## EXERCISE DESCRIPTION
Below are the records; give again exactly the line with "Query: distant roofline", the line with "Can you find the landscaping", and each line that lies between them, and nothing besides.

## RECORDS TO PROCESS
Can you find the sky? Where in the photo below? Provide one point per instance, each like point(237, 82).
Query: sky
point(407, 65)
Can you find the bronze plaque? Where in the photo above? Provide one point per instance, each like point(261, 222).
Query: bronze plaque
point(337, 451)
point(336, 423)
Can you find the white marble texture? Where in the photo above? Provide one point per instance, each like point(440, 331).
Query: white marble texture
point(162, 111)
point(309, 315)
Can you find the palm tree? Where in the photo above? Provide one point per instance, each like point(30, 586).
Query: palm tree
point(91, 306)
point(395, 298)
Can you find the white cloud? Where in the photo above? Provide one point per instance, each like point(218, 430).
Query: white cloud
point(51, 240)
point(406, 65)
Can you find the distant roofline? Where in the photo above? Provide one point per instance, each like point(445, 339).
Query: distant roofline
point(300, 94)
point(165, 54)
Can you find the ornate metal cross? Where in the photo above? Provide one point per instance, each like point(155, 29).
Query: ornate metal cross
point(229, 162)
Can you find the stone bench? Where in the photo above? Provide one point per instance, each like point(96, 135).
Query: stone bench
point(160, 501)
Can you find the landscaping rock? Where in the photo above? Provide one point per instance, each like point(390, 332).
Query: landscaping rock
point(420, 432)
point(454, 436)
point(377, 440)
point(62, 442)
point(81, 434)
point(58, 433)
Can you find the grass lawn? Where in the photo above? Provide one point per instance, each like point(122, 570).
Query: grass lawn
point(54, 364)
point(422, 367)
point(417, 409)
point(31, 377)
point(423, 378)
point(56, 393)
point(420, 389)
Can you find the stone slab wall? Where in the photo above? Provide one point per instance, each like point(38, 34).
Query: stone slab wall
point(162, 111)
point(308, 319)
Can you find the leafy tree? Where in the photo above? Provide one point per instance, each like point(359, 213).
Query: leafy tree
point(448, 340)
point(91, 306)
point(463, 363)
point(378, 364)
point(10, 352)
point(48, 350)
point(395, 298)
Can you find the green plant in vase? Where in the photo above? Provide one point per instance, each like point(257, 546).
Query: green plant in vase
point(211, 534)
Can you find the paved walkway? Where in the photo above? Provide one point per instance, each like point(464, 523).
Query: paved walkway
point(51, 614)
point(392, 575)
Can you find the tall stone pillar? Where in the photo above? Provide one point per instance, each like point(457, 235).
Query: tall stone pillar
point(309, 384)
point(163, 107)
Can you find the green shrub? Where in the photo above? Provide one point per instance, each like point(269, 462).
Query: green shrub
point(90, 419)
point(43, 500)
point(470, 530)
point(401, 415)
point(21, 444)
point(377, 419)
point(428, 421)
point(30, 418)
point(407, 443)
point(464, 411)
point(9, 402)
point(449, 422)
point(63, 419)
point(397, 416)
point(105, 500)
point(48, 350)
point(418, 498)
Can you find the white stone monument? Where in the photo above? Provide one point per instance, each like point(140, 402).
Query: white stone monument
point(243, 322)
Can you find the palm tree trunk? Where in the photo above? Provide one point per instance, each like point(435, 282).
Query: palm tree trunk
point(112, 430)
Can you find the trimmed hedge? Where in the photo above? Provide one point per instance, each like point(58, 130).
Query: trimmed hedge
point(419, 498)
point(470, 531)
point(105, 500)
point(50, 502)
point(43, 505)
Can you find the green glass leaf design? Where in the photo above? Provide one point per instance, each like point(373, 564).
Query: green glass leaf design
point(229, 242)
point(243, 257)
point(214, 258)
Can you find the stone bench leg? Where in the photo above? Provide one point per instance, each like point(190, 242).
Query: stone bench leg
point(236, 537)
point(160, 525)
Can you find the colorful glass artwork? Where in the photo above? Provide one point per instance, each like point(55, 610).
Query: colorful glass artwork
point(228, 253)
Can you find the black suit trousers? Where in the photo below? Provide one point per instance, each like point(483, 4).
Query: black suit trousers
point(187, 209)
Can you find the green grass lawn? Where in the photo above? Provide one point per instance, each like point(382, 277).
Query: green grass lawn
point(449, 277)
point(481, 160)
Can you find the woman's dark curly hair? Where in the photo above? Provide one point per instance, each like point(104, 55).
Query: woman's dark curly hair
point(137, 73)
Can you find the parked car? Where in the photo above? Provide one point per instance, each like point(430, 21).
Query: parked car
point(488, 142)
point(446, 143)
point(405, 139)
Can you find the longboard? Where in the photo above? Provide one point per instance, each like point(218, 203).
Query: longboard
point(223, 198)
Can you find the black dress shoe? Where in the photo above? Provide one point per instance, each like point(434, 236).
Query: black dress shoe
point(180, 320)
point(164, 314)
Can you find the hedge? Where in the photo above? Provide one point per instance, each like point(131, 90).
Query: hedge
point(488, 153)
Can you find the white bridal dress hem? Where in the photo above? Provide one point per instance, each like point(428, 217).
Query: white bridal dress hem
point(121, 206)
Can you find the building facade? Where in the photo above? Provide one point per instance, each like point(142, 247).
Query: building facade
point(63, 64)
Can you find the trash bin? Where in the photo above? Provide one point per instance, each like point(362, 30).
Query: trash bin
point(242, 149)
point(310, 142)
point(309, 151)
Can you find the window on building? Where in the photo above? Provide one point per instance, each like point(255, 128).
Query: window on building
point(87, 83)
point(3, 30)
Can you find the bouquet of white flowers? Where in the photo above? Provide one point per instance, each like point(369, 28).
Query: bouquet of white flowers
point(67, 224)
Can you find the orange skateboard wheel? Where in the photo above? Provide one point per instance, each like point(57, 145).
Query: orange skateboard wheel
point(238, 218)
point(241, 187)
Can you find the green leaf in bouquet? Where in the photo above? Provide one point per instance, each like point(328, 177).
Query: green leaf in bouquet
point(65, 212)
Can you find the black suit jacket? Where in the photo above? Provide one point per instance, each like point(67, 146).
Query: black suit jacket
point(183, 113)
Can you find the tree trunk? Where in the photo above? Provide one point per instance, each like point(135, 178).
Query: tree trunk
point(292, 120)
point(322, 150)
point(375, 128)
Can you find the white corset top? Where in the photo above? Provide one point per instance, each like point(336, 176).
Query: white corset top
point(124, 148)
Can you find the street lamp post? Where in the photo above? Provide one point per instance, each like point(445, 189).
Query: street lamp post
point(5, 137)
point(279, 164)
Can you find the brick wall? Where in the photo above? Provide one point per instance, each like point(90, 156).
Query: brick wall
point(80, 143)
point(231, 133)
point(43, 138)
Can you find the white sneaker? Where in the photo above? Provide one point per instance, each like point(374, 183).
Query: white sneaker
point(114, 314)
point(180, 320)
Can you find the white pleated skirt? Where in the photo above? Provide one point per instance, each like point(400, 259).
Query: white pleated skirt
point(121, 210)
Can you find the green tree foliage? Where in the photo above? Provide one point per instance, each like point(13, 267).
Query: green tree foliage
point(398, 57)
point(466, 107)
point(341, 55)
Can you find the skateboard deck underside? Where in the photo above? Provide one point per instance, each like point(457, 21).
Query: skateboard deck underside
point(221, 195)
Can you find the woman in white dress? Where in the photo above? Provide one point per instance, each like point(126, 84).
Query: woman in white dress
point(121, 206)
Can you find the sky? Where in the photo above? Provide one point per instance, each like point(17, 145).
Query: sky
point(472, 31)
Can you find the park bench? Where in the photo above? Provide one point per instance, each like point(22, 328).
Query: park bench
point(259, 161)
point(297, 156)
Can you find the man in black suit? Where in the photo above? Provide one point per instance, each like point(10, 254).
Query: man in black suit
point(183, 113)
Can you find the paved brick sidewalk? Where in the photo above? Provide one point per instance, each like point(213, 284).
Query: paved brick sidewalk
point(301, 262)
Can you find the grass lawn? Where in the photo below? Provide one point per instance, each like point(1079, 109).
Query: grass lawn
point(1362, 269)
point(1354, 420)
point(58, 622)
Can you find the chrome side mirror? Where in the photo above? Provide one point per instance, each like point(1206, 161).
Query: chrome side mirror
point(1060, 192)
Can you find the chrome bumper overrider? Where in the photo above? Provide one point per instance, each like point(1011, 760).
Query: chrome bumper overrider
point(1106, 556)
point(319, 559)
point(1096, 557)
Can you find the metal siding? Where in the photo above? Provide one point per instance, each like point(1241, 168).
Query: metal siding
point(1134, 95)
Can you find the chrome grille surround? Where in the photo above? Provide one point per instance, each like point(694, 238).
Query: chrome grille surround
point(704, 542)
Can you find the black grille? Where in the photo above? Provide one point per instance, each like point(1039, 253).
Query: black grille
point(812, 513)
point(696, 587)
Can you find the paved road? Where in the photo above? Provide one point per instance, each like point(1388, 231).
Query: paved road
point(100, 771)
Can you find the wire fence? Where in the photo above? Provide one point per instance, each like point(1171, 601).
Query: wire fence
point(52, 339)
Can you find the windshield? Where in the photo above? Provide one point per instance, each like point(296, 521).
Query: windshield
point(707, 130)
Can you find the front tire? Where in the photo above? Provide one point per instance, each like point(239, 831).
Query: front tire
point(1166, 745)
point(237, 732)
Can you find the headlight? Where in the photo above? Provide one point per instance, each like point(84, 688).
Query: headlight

## REPLY TO THE EXERCISE
Query: distant roofline
point(300, 94)
point(165, 54)
Can you find the ornate metal cross? Where in the photo above? Provide one point per instance, each like point(155, 29).
Query: ornate metal cross
point(229, 162)
Can you find the stone bench? Where in the photo above? Provide one point per instance, each like point(96, 135).
Query: stone bench
point(160, 501)
Can you find the landscaping rock? Where in the photo above? Provide one point per instance, each like point(390, 332).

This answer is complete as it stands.